INPUT MATERIAL =>
= = = = = = =

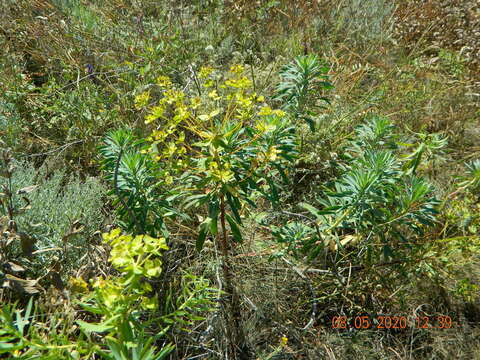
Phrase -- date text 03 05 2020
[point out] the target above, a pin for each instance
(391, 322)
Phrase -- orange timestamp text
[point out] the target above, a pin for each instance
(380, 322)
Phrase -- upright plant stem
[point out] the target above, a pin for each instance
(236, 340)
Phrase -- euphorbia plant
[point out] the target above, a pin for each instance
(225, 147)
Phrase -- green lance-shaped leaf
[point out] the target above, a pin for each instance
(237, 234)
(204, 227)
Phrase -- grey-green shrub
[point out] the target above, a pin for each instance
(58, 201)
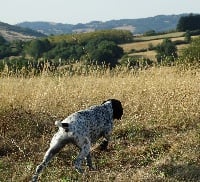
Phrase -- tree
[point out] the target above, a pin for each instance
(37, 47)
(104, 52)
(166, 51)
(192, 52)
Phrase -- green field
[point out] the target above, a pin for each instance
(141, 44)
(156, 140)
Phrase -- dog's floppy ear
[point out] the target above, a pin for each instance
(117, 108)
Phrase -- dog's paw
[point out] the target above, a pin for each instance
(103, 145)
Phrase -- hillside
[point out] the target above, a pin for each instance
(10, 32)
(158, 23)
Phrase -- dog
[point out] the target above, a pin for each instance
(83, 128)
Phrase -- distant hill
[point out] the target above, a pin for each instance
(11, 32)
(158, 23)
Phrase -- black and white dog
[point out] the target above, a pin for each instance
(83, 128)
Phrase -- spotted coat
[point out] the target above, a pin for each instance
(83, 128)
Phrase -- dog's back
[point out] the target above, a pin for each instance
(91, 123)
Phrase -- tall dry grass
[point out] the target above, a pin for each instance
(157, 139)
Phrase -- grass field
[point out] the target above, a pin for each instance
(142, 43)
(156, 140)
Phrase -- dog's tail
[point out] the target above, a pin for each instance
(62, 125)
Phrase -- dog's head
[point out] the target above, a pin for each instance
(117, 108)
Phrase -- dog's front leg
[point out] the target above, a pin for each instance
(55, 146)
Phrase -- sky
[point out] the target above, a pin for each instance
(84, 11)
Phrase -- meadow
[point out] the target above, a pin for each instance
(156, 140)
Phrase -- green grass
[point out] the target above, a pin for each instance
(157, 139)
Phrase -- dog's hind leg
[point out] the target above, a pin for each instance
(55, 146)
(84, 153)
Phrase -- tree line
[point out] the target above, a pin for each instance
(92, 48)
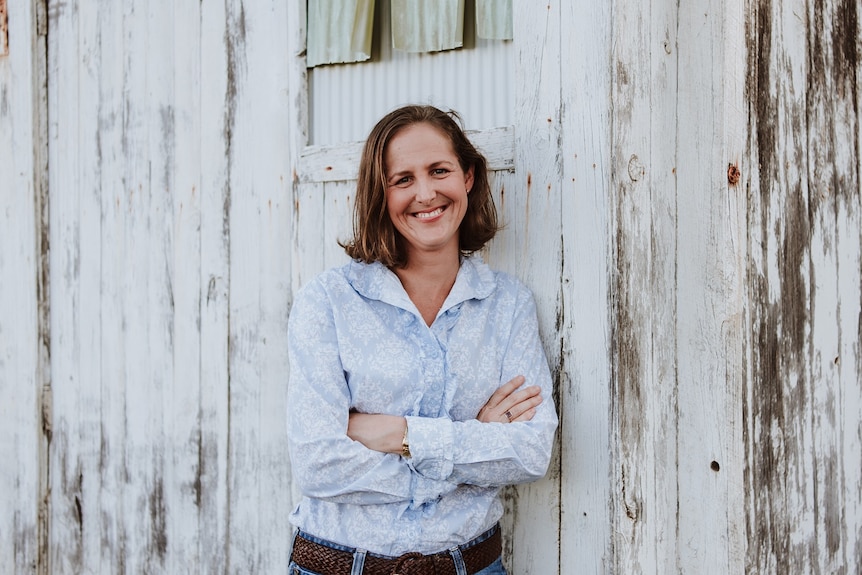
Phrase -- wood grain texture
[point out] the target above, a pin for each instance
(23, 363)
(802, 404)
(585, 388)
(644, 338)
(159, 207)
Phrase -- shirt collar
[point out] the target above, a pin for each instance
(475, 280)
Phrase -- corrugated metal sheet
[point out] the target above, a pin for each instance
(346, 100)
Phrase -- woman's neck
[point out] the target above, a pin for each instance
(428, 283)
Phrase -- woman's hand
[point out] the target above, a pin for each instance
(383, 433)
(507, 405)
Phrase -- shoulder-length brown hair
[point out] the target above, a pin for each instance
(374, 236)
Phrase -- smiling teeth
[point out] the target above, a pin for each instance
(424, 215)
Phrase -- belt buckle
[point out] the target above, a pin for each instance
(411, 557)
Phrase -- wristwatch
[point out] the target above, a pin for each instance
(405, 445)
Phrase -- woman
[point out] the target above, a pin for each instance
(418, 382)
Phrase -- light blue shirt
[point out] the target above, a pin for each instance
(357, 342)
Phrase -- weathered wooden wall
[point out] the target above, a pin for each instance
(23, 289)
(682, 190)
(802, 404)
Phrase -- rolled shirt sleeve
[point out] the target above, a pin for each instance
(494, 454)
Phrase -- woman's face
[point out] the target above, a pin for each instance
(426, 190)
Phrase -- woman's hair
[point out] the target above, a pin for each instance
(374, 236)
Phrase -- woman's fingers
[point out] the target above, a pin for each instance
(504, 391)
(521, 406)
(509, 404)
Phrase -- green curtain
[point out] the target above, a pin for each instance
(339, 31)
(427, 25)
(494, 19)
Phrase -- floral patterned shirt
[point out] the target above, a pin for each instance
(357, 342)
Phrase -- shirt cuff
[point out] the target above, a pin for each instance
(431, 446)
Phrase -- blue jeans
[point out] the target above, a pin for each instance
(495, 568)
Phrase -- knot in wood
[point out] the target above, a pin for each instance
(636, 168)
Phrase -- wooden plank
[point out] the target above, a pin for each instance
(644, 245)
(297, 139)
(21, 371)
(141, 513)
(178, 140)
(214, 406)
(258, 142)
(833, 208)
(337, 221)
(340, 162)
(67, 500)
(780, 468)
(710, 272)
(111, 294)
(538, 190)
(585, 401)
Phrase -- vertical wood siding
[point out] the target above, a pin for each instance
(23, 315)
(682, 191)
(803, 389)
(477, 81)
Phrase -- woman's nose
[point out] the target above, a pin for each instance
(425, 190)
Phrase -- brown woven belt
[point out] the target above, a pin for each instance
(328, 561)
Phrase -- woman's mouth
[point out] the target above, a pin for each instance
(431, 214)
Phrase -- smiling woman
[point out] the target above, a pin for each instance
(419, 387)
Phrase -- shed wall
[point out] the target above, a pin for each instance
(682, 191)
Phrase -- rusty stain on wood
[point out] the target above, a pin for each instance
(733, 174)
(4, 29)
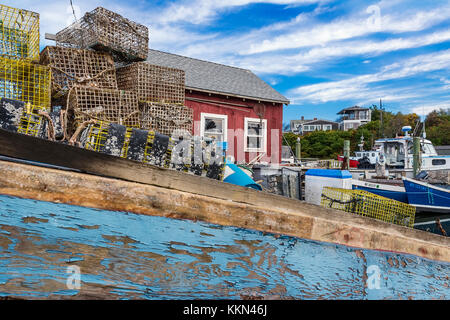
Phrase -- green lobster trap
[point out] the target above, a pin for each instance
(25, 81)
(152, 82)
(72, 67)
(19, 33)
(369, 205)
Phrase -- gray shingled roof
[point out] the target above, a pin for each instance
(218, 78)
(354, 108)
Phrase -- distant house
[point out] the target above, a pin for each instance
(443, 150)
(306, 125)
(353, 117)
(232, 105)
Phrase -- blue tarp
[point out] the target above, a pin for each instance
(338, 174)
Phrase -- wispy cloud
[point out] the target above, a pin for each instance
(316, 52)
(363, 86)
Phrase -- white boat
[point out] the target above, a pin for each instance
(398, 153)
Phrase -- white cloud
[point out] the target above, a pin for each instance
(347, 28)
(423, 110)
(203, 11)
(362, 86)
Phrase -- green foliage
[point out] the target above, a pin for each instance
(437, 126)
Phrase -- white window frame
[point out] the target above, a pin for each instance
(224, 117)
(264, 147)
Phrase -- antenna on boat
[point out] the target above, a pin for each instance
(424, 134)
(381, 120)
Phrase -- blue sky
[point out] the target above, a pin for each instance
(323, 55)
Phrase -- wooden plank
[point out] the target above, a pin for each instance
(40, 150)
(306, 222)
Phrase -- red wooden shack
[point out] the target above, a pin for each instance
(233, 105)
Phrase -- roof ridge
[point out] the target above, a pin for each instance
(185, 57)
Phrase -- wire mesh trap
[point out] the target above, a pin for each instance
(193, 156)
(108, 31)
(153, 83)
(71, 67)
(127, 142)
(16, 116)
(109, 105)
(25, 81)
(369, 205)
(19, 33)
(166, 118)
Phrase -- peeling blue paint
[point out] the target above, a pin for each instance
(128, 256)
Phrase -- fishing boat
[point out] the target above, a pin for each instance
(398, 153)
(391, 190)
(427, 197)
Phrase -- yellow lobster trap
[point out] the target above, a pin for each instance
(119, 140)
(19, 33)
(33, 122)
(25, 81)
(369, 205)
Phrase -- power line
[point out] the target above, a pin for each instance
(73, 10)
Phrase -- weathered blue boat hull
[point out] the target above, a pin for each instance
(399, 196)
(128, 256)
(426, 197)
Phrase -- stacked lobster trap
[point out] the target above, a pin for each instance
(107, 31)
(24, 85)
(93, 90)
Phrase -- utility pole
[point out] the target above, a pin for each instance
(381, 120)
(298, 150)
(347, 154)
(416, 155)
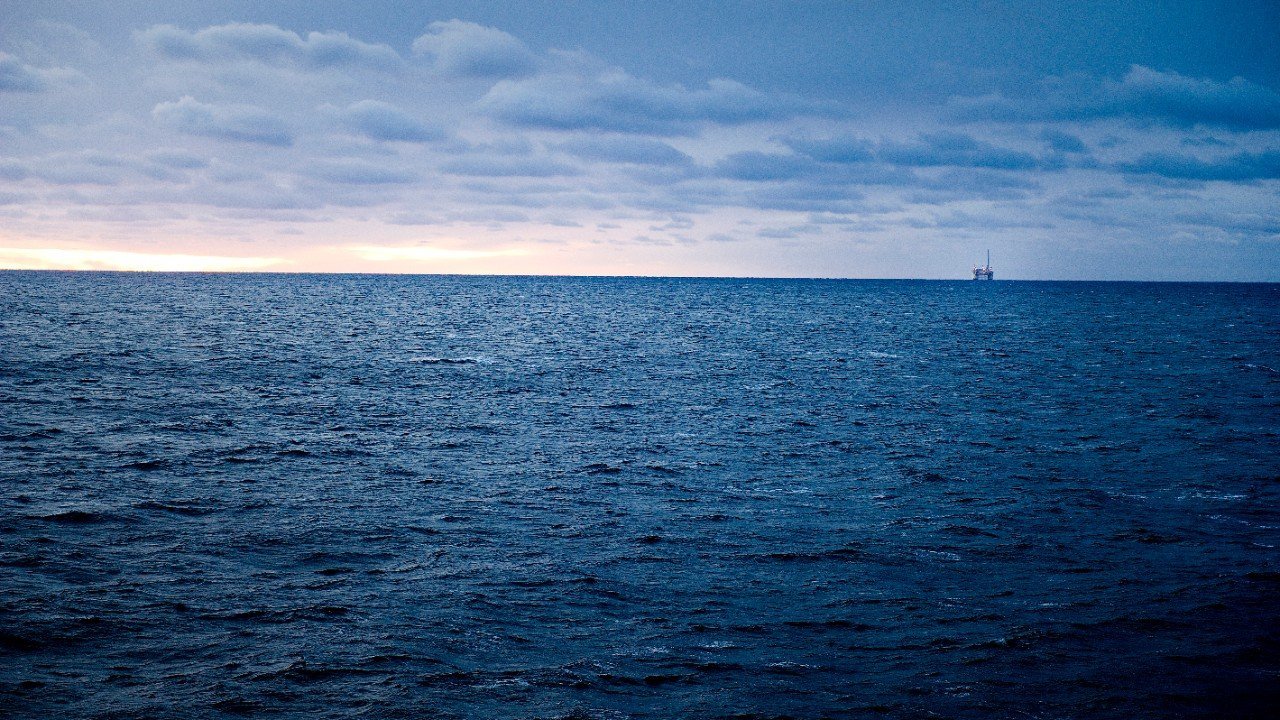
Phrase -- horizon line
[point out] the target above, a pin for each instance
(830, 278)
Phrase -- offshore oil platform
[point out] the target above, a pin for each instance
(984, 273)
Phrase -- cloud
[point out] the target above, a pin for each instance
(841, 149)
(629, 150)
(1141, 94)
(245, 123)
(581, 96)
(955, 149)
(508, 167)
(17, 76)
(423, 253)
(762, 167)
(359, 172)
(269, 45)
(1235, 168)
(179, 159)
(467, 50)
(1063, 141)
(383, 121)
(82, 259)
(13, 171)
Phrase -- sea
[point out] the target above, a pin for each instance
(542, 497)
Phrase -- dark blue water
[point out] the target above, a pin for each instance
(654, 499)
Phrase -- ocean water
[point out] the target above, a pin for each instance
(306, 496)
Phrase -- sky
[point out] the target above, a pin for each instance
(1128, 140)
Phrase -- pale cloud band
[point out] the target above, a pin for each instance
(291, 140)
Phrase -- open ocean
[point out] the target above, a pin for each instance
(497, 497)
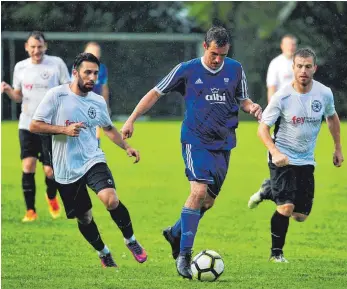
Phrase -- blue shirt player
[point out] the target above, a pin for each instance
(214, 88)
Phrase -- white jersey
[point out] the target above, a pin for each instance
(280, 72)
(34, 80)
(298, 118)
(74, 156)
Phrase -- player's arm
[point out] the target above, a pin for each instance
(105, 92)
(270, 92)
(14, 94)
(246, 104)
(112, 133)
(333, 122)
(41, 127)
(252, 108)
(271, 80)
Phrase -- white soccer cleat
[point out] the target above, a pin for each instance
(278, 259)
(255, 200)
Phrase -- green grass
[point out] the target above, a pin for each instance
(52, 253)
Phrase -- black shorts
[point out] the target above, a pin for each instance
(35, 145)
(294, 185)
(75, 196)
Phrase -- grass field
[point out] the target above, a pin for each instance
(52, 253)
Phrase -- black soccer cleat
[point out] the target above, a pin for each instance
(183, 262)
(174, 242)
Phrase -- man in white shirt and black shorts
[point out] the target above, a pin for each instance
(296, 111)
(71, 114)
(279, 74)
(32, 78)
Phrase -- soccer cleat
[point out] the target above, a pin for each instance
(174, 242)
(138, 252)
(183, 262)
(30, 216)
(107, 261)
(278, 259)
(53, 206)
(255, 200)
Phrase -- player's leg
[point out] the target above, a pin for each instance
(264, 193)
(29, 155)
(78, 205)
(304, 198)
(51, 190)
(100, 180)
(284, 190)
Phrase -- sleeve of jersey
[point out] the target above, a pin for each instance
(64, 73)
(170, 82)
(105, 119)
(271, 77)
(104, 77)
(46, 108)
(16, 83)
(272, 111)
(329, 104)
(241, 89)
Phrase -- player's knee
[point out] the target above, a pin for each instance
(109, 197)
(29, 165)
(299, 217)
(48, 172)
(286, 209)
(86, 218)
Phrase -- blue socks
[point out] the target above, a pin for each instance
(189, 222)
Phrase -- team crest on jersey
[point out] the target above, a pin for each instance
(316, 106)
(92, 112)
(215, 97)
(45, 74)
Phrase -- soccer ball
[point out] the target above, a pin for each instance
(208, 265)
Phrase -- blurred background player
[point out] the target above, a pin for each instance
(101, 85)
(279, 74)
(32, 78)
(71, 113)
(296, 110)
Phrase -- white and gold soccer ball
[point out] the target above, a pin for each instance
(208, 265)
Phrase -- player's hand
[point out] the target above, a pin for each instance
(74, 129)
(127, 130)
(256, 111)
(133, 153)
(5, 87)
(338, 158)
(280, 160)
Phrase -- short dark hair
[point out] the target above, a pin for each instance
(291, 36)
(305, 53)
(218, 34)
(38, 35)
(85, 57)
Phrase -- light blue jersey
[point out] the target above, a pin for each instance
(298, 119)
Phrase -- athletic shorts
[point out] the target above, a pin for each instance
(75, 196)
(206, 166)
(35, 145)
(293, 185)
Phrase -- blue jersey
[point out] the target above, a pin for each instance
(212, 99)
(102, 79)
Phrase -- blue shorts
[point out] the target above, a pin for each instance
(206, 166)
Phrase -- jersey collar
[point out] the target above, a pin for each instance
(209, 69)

= = = = = = =

TASK TO CARRY OUT => Take the line holding "Phrase -- white and gold soccer ball" and all lines after it through the end of the data, and set them down exactly.

THE SOLUTION =>
Phrase -- white and gold soccer ball
[point out] the target above, a pin for each instance
(208, 265)
Phrase -- player's hand
[point out] the target above, a pin for each instance
(74, 129)
(127, 130)
(256, 111)
(133, 153)
(5, 87)
(338, 158)
(280, 160)
Phrase -- short dark hair
[point out] the target above, a pin for each instance
(291, 36)
(305, 53)
(218, 34)
(38, 35)
(85, 57)
Phrase -- light blue jersey
[point out] the target above, a pin for each instance
(298, 119)
Phrase -- athletic shorts
[point out] the target above, a pin for each instance
(75, 196)
(206, 166)
(35, 145)
(293, 185)
Phrase -- blue jersey
[point out] the target above, a pin for each instance
(212, 99)
(102, 79)
Phrase -- blue shorts
[point out] the target above, a pin for each instance
(206, 166)
Phrase -- jersey collar
[point out] the target above, a pin for each instance
(209, 69)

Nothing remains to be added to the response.